Text for analysis —
This picture was taken on the MABI hospital terrace in Spring of 1945.
In the beginning of January 1945, my father suddenly appeared in the hospital. Up to then we knew nothing about him. I already mentioned that in the maid's room, which had a double entrance on the stairwell and from the kitchen there was a entrance, from nearly the first minute lived a renter, a woman named Anna L. who worked in a 24 hour news and tobacco stand nearby. She was a very strait, soldierly, masculine-looking woman. She loved us, and this was mutual. When we went into the star house, an Arrow Cross couple moved into our apartment, but Anna stayed in the maid's room. As soon as the retreat started, my father escaped. He skipped out about the same way as Laszlo Tabi with the bucket. [Refers to the humorist Laszlo Tabi's sketch in which he describes that he escaped from the work service with two buckets, and if they asked him for ID, he said he was just going to the well for water.] He got a small hand car somewhere, on top of that was an old stove, as if he were taking it to a blacksmith, and he came to Pest. His clothes were quite acceptable as a worker's clothes, and he even grew a mustache. He tried to find some place in Pest. I don't know where he talked to Anna, probably at the tobacco stand, it suffices to say that Anna hid him in her room. He lived for about three months there and they never noticed. He wasn't even allowed to go piss in the day time. Then in January, he couldn't stand it any longer, and he went to the hospital. And there, we were all liberated together on the 14th of January.
My father had lost a terrible amount of weight, because from 1937 or 1938 he'd had a stomach ulcer. It followed him everywhere, that he had to diet, he had to be careful. And he did that all the way to the year 1944, then after the liberation he collapsed. He wound up in the MABI hospital [MABI - Private Employee Insurance Institute. Today the Peterfy Street hospital].
Life started over, we didn't have a thing in the world, not food, not lights, and still we were unbelievably happy.

Apply what you read —
A) Which years does the wartime account mention? List each one once, in order of first appearance.
B) Answer these questions from the wartime account, one per line:
(i) Where did Anna L. work?
(ii) For about how long did the father live hidden in Anna's room?
(iii) What illness had the father had since 1937 or 1938?
C) Rewrite the wartime account starting with "My father had" and going on through "Peterfy Street hospital].", renaming "stomach ulcer" as "gastric ulcer".

Source records
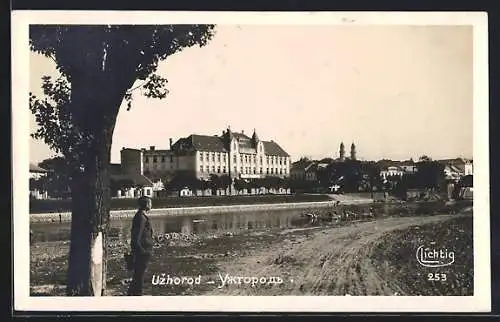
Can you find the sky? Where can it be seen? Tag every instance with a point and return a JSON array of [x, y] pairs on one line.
[[395, 91]]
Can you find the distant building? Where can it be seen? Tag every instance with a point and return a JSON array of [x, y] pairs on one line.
[[342, 156], [391, 171], [342, 152], [353, 151], [126, 179], [231, 153], [460, 165], [36, 173]]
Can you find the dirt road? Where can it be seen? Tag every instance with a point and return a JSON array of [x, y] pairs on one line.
[[331, 261]]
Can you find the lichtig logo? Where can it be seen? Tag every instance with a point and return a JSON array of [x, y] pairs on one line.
[[431, 257]]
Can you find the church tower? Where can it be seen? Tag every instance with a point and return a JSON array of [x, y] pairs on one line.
[[353, 151], [342, 151]]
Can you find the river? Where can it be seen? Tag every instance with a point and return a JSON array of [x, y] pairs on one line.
[[185, 224]]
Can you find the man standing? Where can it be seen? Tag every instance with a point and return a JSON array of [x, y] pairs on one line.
[[141, 245]]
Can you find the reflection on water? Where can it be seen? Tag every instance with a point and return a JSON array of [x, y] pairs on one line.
[[194, 224]]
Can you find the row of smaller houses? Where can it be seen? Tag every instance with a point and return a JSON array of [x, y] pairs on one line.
[[454, 169]]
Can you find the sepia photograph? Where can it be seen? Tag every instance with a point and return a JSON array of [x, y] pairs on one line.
[[299, 158]]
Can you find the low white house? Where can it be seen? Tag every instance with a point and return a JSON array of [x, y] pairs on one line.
[[391, 171], [36, 173]]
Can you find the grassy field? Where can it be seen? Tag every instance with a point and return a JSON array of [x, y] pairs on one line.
[[55, 206], [374, 257]]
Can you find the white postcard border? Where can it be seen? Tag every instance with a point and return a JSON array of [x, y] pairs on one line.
[[480, 302]]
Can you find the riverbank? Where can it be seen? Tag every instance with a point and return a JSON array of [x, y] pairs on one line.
[[178, 211], [64, 205], [355, 258]]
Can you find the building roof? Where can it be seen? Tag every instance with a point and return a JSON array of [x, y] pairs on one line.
[[200, 143], [115, 168], [273, 148], [129, 178], [216, 144], [456, 161], [35, 168]]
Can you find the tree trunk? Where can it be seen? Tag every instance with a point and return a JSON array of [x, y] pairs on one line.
[[89, 223], [91, 193]]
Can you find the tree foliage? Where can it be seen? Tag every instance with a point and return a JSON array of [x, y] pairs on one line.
[[112, 58], [98, 66]]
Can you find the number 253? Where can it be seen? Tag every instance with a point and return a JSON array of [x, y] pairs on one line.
[[436, 277]]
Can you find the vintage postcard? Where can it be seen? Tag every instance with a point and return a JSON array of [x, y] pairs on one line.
[[230, 161]]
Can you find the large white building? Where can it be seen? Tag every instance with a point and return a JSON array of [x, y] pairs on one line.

Solutions per task —
A) 1945, 1937, 1938, 1944

B)
(i) At a 24 hour news and tobacco stand nearby.
(ii) About three months.
(iii) A stomach ulcer.

C)
My father had lost a terrible amount of weight, because from 1937 or 1938 he'd had a gastric ulcer. It followed him everywhere, that he had to diet, he had to be careful. And he did that all the way to the year 1944, then after the liberation he collapsed. He wound up in the MABI hospital [MABI - Private Employee Insurance Institute. Today the Peterfy Street hospital].